--- Task goal ---
Using the records below, please work out how many lines contain "plate"; answer with the number alone.

━━ Available data ━━

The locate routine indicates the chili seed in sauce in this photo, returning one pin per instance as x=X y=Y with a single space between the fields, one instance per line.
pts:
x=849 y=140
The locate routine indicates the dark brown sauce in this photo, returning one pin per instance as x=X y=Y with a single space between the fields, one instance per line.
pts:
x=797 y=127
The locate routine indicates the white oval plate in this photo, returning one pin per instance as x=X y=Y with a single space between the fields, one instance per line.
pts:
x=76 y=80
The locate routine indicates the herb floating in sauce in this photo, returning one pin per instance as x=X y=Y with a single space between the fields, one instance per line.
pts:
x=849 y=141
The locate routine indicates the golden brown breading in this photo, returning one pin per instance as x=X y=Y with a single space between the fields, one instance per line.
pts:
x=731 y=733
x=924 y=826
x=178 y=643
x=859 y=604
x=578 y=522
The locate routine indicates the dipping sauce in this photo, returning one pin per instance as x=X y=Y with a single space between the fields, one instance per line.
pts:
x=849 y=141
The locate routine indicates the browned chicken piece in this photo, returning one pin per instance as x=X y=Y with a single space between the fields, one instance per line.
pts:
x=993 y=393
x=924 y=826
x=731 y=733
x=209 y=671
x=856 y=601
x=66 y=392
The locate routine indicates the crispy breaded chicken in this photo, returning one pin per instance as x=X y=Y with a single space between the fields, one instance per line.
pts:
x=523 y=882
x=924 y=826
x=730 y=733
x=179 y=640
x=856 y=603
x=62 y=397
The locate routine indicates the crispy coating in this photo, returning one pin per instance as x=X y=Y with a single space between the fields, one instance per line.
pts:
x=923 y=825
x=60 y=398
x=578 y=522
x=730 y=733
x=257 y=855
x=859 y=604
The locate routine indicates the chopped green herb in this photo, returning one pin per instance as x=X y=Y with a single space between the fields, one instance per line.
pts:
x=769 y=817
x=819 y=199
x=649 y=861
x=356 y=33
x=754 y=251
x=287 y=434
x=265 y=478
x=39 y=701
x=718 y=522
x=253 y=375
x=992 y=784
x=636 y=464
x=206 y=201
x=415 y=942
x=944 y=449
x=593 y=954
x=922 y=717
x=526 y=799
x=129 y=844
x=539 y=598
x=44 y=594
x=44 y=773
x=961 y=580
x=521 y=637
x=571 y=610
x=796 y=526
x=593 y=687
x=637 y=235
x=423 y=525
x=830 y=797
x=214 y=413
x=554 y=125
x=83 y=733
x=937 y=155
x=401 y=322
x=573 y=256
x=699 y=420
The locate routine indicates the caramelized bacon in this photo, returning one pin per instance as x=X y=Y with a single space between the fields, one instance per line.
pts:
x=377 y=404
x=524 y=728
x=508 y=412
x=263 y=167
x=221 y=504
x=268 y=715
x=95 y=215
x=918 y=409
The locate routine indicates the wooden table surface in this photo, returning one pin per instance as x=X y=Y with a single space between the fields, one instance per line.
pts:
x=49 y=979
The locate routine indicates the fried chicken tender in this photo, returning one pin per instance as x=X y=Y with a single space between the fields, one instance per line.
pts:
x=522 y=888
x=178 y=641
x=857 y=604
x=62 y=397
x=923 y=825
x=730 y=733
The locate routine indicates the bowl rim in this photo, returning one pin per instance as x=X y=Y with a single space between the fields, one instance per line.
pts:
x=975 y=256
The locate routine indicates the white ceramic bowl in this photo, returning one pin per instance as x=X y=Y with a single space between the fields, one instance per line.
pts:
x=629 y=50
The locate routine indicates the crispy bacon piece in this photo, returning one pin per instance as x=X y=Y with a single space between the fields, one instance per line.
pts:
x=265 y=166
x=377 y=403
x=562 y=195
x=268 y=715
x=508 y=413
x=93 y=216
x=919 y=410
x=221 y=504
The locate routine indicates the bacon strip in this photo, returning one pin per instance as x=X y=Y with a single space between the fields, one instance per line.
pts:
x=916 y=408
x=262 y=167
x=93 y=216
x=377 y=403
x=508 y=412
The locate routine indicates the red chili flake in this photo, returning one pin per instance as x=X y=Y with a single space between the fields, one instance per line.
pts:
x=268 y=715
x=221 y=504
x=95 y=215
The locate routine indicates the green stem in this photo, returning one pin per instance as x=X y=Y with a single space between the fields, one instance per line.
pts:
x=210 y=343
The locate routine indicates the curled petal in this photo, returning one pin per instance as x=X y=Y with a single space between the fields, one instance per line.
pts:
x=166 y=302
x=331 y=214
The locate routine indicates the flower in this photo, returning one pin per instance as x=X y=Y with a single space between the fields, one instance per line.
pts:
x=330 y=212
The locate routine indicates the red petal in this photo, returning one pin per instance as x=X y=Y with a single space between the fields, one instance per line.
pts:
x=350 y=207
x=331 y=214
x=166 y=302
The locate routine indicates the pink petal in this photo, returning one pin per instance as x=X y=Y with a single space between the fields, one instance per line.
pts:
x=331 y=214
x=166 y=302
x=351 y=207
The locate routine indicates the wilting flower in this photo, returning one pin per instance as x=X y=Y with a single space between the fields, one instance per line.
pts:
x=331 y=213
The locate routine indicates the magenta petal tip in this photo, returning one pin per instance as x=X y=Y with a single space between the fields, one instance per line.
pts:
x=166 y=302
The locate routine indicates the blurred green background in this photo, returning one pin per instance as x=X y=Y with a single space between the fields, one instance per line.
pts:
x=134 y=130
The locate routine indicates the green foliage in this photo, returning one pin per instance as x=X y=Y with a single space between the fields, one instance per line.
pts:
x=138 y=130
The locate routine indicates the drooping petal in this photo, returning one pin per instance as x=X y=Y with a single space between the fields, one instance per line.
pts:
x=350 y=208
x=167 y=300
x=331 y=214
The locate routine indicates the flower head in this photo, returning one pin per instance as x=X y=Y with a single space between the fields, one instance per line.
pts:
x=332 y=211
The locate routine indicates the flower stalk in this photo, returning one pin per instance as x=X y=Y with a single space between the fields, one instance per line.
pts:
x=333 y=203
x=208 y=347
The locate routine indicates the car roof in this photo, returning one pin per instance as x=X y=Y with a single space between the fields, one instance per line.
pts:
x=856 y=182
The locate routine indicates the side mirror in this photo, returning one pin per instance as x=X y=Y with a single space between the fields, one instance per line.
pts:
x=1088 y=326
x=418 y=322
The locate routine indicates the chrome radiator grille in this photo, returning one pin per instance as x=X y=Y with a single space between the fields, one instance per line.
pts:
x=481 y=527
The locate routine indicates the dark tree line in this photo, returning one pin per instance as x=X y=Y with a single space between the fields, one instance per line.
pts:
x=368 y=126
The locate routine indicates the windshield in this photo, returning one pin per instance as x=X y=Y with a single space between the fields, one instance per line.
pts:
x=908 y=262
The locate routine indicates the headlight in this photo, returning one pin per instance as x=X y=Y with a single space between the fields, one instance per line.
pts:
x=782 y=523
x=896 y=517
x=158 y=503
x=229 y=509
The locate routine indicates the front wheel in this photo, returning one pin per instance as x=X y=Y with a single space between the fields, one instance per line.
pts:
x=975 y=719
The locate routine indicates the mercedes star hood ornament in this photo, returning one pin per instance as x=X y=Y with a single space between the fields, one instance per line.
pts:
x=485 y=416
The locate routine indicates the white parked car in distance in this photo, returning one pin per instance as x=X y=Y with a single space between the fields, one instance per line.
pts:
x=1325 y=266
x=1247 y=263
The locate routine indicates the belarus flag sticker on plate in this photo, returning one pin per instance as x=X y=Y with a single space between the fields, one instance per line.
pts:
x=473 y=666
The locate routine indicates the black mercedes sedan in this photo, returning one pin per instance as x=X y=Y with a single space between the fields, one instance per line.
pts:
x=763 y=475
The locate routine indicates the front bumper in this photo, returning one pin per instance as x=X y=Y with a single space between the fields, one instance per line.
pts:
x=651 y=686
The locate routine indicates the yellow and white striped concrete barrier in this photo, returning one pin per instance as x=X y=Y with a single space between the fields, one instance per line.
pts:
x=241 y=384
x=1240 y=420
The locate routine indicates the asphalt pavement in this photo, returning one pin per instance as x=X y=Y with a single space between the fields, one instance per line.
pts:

━━━

--- Result ---
2